_EXERCISE TASK A_. Please display every line of the records that contains the word "boat", treating case as significant.

An ADT that can be used in many different client applications
is the symbol table ADT
A symbol table (abstractly) stores (key, value) pairs and
supports insertion, deletion and lookup the value corresponding
to a key.
Such a data type can more easily help create correct
solutions to many programming problems.
Name |
Purpose |
Key |
Value |
Dictionary |
Lookup word meaning |
word |
meaning |
Book Index |
Find page(s) in a book where a word occurs |
word |
List of page numbers |
File Index |
Find list of files that contain a given string |
string |
List of file names |
Compiler |
lookup name usage |
program element names (variables, function names, class
names, etc.) |
Lookup the usage of the name and its attributes |
In Java an identifier can be declared to represent a variable
whose possible value is a type!
Such identifiers are called generic parameters.
An identifier must be declared to be a generic identifier.
Below line 2 declares E to be a generic parameter. The
scope of E is from line 2 to the end of the class MyList
at line 11.
Line 6 is a use of E, not a declaration of E.
If one or more generic parameters is declared in a class header
(line 2), the class is said to be a generic class.
1
2 public class MyList<E> // declaration of E
3 {
4
5 ...
6 public void add(E x) // Use of E
7 {
8
9 }
10
11 }
public class ST<Key, Value>
{
public void put(Key k, Value v) {...}
public Value get(Key k) {...}
public void delete(Key k) {...}
public Iterable<Key> keys();
public boolean contains(Key key) {...}
public int size() {...}
public boolean isEmpty() {...}
}
- put(k,v);
Inserts the pair (k,v) if k not in the table. Otherwise
replaces k's value with v.
- v = get(k);
Returns the value associated with k if the pair (k,v) is in the
table. Otherwise get returns null.
-
delete(k)
If (k,v) is in the table, that pair is removed. Otherwise, no change.
-
p = keys();
Returns a reference to some object that implements
Iterable<Key> (The only method in Iterable<Key> is
Iterator<Key> iterator().)
So p.iterator() can be used to retrieve each of the keys in
the symbol table, one at a time.
Question: How can you print all the key value pairs?
- Keys are unique
- Inserting a (key, value) pair when the key is already in the
symbol table replaces the old value associated with
that key with the new value.
- Keys are not allowed to be null
- Values are not allowed to be null.
- When creating an instance of a symbol table, an
immutable type should be chosen for the key
if possible.
Requiring Keys Not be null[13] [top]
All implementations of the Symbol Table methods (put(k,v), get(k),
delete(k)) will need to to compare k with the at least
some of keys stored in the Symbol Table.
How?
The obvious way to compare k with a key k1 stored in the
symbol table:
k.equals(k1)
But if k == null this will throw a
NullPointerException.
Requiring that keys in the symbol table not be null means
put, get, and delete require k not be null and so they can
always use the equals method for comparison.

_SOURCE RECORDS_.
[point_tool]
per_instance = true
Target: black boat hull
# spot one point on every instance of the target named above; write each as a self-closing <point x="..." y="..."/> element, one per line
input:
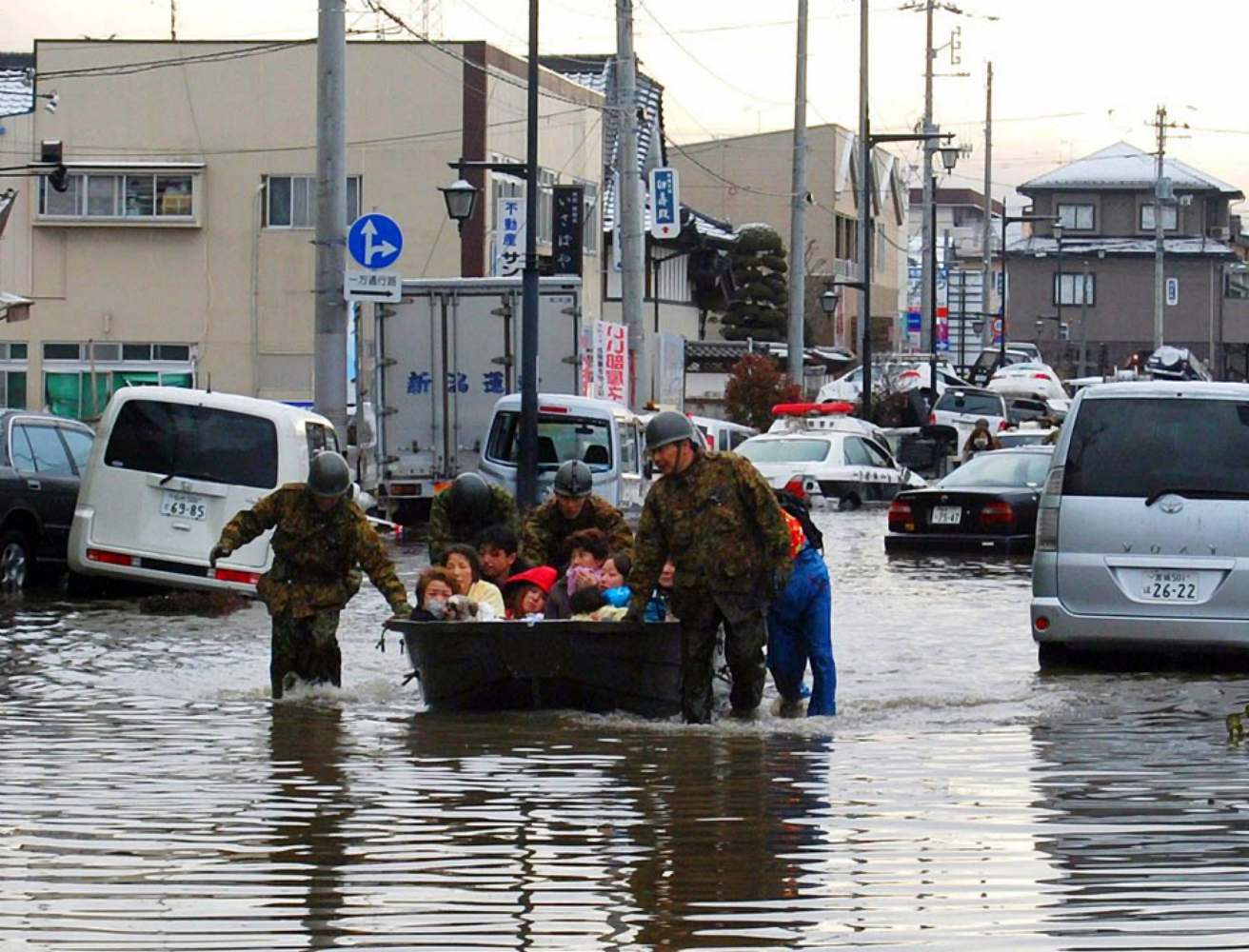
<point x="551" y="664"/>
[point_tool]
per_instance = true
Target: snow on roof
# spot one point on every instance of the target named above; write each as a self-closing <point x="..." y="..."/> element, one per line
<point x="1125" y="167"/>
<point x="1081" y="248"/>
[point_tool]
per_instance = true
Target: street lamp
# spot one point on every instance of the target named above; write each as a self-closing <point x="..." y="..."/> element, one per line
<point x="1011" y="220"/>
<point x="461" y="199"/>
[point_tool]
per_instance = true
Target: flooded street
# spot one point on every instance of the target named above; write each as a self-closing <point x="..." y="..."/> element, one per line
<point x="152" y="797"/>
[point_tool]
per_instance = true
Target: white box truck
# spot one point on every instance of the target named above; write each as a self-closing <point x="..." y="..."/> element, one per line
<point x="445" y="356"/>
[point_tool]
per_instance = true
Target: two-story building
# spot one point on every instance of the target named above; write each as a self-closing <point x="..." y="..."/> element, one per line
<point x="1093" y="281"/>
<point x="181" y="251"/>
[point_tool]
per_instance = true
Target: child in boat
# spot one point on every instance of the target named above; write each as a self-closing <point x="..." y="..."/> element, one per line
<point x="587" y="604"/>
<point x="526" y="594"/>
<point x="433" y="591"/>
<point x="461" y="561"/>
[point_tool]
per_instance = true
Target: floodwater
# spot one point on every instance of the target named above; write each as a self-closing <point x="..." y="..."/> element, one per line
<point x="152" y="797"/>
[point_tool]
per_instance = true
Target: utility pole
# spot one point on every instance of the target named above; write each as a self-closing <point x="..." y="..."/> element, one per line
<point x="928" y="301"/>
<point x="1160" y="188"/>
<point x="864" y="224"/>
<point x="628" y="205"/>
<point x="330" y="345"/>
<point x="987" y="234"/>
<point x="799" y="208"/>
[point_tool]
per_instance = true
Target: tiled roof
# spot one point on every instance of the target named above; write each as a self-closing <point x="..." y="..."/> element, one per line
<point x="1125" y="167"/>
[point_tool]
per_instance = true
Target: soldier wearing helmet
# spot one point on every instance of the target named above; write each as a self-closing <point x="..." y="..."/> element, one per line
<point x="463" y="510"/>
<point x="321" y="540"/>
<point x="715" y="517"/>
<point x="572" y="508"/>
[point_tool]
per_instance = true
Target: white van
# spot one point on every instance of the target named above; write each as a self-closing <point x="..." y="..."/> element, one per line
<point x="170" y="467"/>
<point x="605" y="436"/>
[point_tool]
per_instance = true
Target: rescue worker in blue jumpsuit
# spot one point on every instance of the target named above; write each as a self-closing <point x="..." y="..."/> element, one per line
<point x="801" y="621"/>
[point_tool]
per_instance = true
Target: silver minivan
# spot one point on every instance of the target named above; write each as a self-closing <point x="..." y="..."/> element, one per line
<point x="1143" y="528"/>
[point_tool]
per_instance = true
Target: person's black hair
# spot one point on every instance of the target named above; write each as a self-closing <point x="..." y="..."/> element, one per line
<point x="500" y="536"/>
<point x="467" y="552"/>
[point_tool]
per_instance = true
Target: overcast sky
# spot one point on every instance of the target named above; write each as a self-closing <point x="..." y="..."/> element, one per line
<point x="1071" y="76"/>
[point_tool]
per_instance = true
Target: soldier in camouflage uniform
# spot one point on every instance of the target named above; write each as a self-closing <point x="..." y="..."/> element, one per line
<point x="463" y="510"/>
<point x="719" y="523"/>
<point x="321" y="543"/>
<point x="571" y="510"/>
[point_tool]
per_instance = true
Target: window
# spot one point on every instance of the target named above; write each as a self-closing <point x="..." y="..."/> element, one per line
<point x="1077" y="218"/>
<point x="1171" y="218"/>
<point x="47" y="450"/>
<point x="190" y="440"/>
<point x="589" y="219"/>
<point x="1067" y="288"/>
<point x="109" y="195"/>
<point x="290" y="201"/>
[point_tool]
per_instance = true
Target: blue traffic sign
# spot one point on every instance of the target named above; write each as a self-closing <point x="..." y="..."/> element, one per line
<point x="375" y="241"/>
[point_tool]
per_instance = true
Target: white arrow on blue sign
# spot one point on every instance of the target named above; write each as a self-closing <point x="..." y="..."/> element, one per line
<point x="664" y="204"/>
<point x="375" y="241"/>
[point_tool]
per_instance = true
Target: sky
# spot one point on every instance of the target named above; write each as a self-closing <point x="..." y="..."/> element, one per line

_EXERCISE TASK B_. Swap "immutable" for "unchangeable" in the symbol table text, and write out everything from "- When creating" down to "the Symbol Table.".

_FINAL RESULT A_.
Target: black boat hull
Target: child in boat

_FINAL RESULT B_.
- When creating an instance of a symbol table, an
unchangeable type should be chosen for the key
if possible.
Requiring Keys Not be null[13] [top]
All implementations of the Symbol Table methods (put(k,v), get(k),
delete(k)) will need to to compare k with the at least
some of keys stored in the Symbol Table.